### Actions demandées
a. Imprimez à l'identique le passage du texte à lire qui commence aux mots « La tradition veut » et s'arrête après les mots « à être associé ? ».
b. D'après le texte à lire, quel aliment remplaçait la viande sur les tables pendant le Carême ?

### Texte à lire
###

La tradition veut que cet établissement date du milieu des années 1600, bien qu’aucun document ne le mentionne formellement. Il demeure néanmoins l’un de plus anciens commerces de Mézières-en-Brenne, en activité continue durant plusieurs siècles.

D’où vient ce nom étrange, ces deux mots que rien ne destine à être associé ?

Jusqu’au milieu du XXe siècle, dans les communes-paroisse, les habitants rythmaient leur quotidien selon les préceptes de l’Eglise catholique. Le Carême (du latin « quadragesima », quarantième, quarante jours) précédant Pâques était ponctué par des périodes de jeûne alimentaire et d’abstinence entre le Mercredi des cendres et le Jeudi saint. La viande se voyait proscrite des tables au profit du poisson dont les étangs brennous regorgeaient.

###

Libellés des points d'objet:
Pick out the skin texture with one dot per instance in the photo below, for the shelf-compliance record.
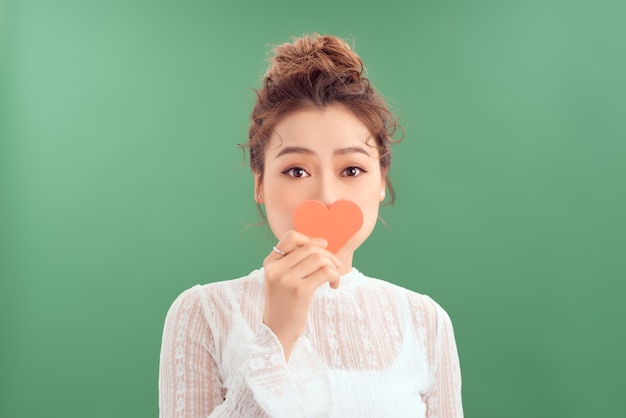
(324, 154)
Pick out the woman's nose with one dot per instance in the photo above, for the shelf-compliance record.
(327, 191)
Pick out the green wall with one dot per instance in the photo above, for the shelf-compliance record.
(121, 185)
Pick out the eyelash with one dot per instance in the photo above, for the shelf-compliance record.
(290, 170)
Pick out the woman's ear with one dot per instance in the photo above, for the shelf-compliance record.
(383, 186)
(258, 188)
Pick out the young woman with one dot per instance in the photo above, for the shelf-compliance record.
(308, 335)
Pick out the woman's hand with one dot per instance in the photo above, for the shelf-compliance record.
(291, 281)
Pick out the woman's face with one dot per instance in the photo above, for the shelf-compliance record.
(323, 154)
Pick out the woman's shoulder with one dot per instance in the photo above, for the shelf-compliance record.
(221, 293)
(415, 300)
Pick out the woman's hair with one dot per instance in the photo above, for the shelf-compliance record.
(318, 71)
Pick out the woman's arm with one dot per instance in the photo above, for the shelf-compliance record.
(444, 398)
(261, 384)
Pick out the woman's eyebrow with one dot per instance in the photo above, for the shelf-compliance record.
(350, 150)
(295, 150)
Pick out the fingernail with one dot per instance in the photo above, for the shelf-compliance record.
(321, 242)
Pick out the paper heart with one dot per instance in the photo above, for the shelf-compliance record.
(336, 223)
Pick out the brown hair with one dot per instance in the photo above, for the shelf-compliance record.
(318, 71)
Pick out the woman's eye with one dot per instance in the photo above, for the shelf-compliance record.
(352, 171)
(296, 172)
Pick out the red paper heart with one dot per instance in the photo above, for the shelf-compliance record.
(336, 223)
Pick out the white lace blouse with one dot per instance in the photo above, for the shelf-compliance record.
(369, 349)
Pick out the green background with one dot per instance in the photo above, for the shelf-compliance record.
(121, 186)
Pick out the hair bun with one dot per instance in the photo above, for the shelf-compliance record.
(315, 54)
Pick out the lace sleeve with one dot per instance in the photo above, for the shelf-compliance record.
(189, 385)
(444, 398)
(260, 385)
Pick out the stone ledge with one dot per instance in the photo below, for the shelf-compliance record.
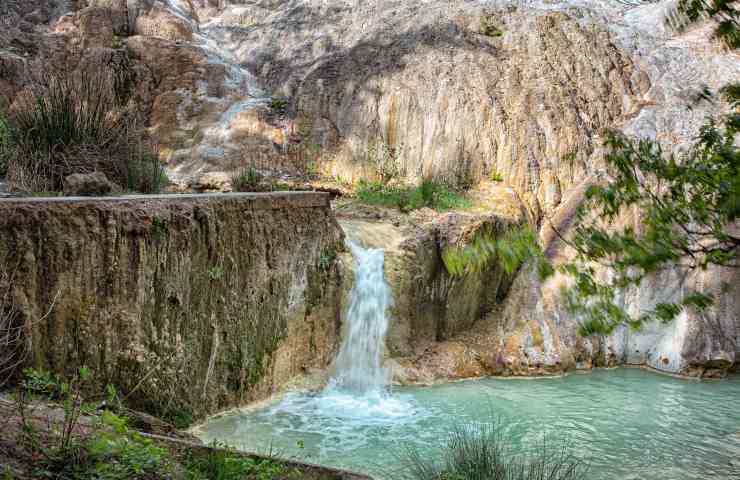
(259, 201)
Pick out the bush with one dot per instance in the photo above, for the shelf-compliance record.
(246, 180)
(385, 162)
(488, 29)
(429, 194)
(78, 122)
(510, 250)
(479, 452)
(223, 464)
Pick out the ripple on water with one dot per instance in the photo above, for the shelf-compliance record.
(630, 424)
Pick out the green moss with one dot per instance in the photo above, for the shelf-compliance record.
(488, 28)
(510, 250)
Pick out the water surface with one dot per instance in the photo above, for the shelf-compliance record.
(629, 423)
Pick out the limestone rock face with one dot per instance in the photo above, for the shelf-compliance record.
(190, 303)
(531, 332)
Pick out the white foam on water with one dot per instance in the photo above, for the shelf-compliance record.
(359, 366)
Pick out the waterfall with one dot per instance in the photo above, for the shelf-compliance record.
(359, 364)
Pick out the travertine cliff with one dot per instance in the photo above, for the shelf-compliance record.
(457, 90)
(186, 303)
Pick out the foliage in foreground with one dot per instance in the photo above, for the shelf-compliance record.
(429, 194)
(687, 207)
(480, 452)
(103, 447)
(78, 122)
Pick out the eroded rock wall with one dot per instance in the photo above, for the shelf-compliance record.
(190, 304)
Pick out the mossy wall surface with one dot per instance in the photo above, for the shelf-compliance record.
(188, 304)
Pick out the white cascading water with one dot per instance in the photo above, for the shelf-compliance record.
(359, 365)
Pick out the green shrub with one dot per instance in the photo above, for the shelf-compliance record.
(246, 180)
(41, 382)
(327, 259)
(510, 250)
(78, 122)
(488, 29)
(279, 105)
(223, 464)
(429, 194)
(144, 173)
(480, 452)
(385, 162)
(116, 453)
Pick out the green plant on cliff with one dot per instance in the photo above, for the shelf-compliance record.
(488, 28)
(78, 122)
(510, 249)
(327, 257)
(246, 180)
(687, 206)
(222, 463)
(429, 194)
(385, 161)
(480, 451)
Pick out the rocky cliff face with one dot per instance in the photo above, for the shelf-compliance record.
(188, 304)
(457, 90)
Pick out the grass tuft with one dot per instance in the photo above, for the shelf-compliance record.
(480, 452)
(429, 194)
(78, 122)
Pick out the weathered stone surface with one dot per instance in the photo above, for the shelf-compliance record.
(88, 185)
(429, 305)
(531, 332)
(186, 303)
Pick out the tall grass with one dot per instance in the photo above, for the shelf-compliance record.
(480, 452)
(246, 180)
(429, 194)
(79, 122)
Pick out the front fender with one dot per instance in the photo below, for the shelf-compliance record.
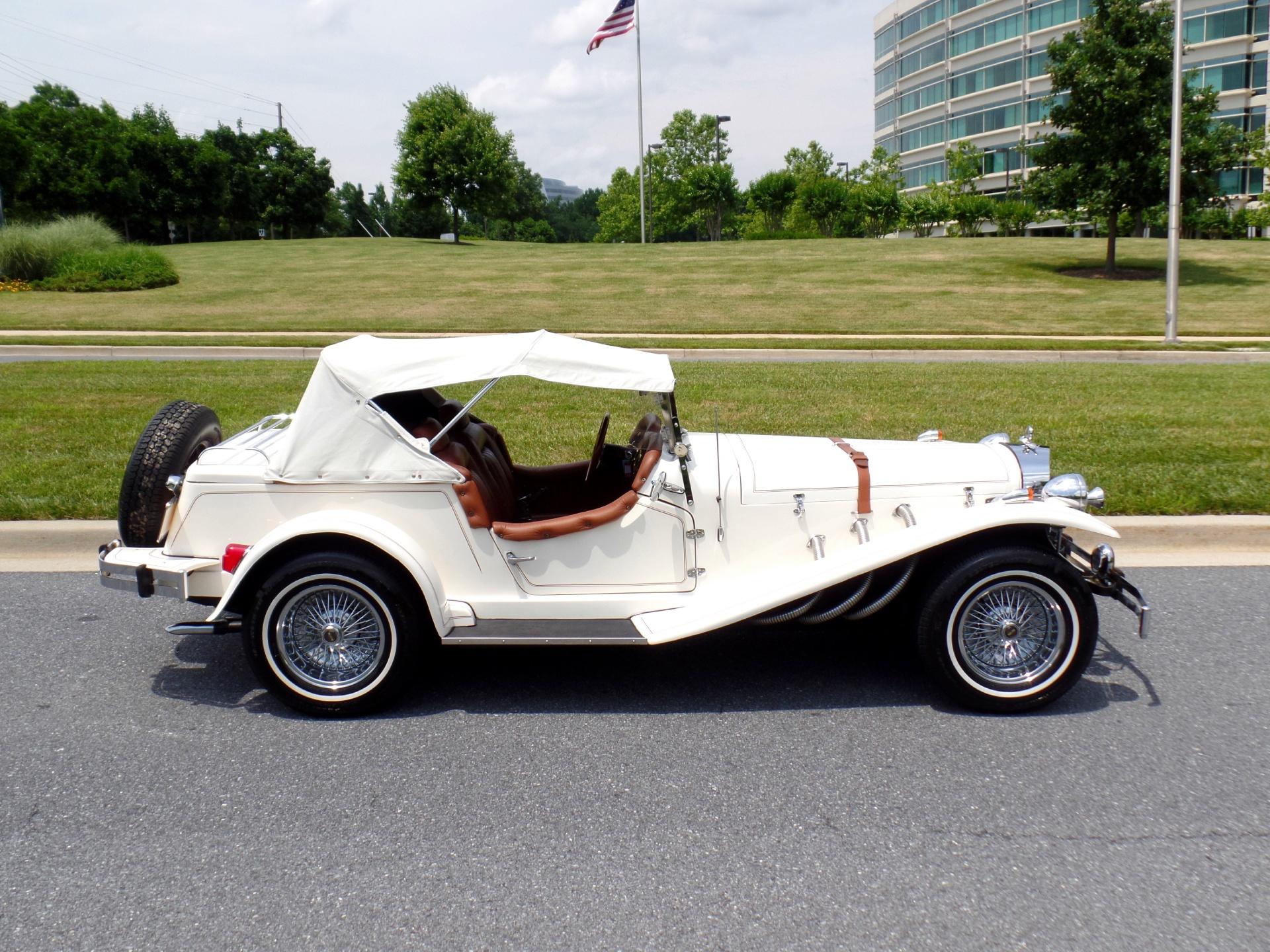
(730, 598)
(389, 539)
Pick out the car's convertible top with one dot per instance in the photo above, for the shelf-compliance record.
(338, 434)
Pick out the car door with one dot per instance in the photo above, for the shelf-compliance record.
(650, 549)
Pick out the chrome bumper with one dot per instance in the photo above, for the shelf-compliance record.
(1109, 582)
(148, 571)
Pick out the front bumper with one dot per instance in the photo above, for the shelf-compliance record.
(1109, 582)
(148, 571)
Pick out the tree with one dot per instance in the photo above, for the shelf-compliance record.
(826, 200)
(1111, 153)
(294, 183)
(970, 211)
(353, 210)
(882, 168)
(619, 208)
(771, 196)
(452, 151)
(810, 163)
(966, 167)
(923, 212)
(882, 207)
(15, 157)
(1013, 216)
(575, 220)
(712, 190)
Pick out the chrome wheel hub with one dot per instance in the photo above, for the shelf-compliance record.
(1011, 633)
(331, 636)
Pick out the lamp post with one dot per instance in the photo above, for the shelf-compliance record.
(719, 121)
(652, 231)
(1175, 184)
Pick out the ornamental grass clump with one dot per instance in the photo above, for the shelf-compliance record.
(79, 254)
(33, 252)
(120, 268)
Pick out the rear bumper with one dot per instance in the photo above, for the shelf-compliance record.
(148, 571)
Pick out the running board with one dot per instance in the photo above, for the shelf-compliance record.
(546, 631)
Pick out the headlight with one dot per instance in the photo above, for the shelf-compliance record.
(1075, 492)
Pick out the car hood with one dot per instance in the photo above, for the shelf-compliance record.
(820, 469)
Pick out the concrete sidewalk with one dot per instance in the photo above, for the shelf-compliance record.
(16, 353)
(1148, 541)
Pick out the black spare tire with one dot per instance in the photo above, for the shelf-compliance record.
(171, 442)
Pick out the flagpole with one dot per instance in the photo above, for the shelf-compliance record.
(639, 93)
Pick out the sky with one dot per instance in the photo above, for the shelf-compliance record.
(788, 71)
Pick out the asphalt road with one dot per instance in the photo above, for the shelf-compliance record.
(742, 791)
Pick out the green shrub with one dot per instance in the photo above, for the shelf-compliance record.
(34, 252)
(120, 268)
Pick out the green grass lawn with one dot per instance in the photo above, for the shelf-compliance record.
(812, 287)
(1160, 440)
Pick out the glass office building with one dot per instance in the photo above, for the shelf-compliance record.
(976, 70)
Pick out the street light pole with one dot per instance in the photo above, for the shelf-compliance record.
(719, 121)
(1175, 183)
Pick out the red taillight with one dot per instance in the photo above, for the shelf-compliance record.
(234, 553)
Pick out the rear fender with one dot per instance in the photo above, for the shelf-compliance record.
(726, 601)
(384, 536)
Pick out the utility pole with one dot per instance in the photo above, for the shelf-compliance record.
(1175, 184)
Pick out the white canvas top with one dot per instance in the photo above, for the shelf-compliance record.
(335, 436)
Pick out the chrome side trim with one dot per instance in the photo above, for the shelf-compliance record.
(549, 631)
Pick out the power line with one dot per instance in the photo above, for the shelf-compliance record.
(37, 77)
(139, 85)
(126, 58)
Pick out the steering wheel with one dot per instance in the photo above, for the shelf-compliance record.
(599, 451)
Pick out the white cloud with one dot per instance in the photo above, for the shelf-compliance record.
(574, 23)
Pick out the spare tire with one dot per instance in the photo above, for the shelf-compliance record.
(171, 442)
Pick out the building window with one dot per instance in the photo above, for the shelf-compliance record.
(1053, 15)
(884, 42)
(925, 175)
(884, 113)
(922, 58)
(884, 79)
(922, 136)
(990, 120)
(987, 77)
(923, 97)
(982, 34)
(1230, 73)
(1221, 22)
(1039, 107)
(921, 18)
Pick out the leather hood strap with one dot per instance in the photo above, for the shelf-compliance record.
(864, 506)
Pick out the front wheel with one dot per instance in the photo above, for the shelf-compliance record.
(1009, 630)
(332, 634)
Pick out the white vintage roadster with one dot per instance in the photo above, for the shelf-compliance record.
(380, 518)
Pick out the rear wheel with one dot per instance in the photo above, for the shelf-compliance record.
(1009, 630)
(333, 634)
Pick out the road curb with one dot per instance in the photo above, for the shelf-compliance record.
(1147, 541)
(15, 353)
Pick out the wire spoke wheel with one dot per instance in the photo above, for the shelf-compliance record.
(1011, 633)
(331, 636)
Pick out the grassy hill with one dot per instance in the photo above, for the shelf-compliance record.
(988, 286)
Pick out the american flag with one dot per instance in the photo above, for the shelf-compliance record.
(620, 20)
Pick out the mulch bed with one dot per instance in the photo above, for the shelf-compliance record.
(1121, 273)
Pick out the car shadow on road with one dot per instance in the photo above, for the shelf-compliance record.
(742, 668)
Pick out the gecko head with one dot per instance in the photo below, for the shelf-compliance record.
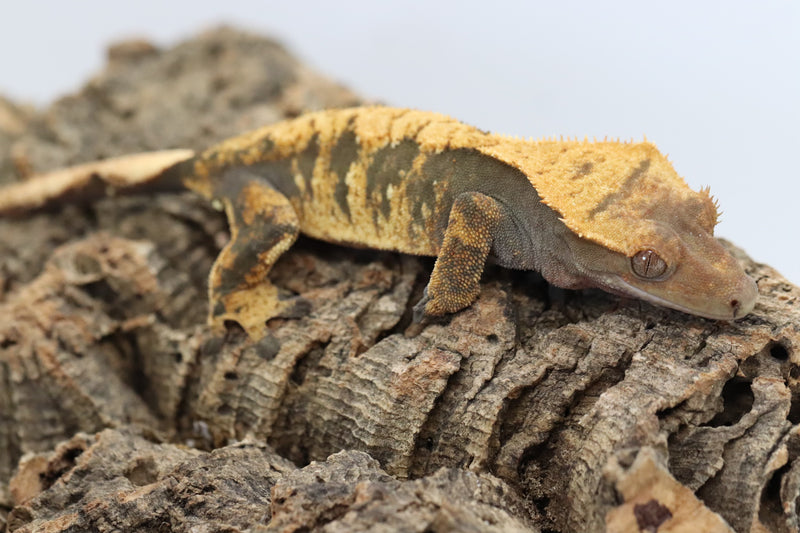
(676, 262)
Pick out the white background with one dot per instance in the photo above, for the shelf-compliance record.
(715, 84)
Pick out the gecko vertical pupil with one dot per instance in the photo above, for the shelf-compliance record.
(648, 264)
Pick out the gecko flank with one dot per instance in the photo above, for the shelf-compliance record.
(585, 214)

###

### Corrigé des exercices
a.
La tradition veut que cet établissement date du milieu des années 1600, bien qu’aucun document ne le mentionne formellement. Il demeure néanmoins l’un de plus anciens commerces de Mézières-en-Brenne, en activité continue durant plusieurs siècles.

D’où vient ce nom étrange, ces deux mots que rien ne destine à être associé ?

b. Le poisson, dont les étangs brennous regorgeaient.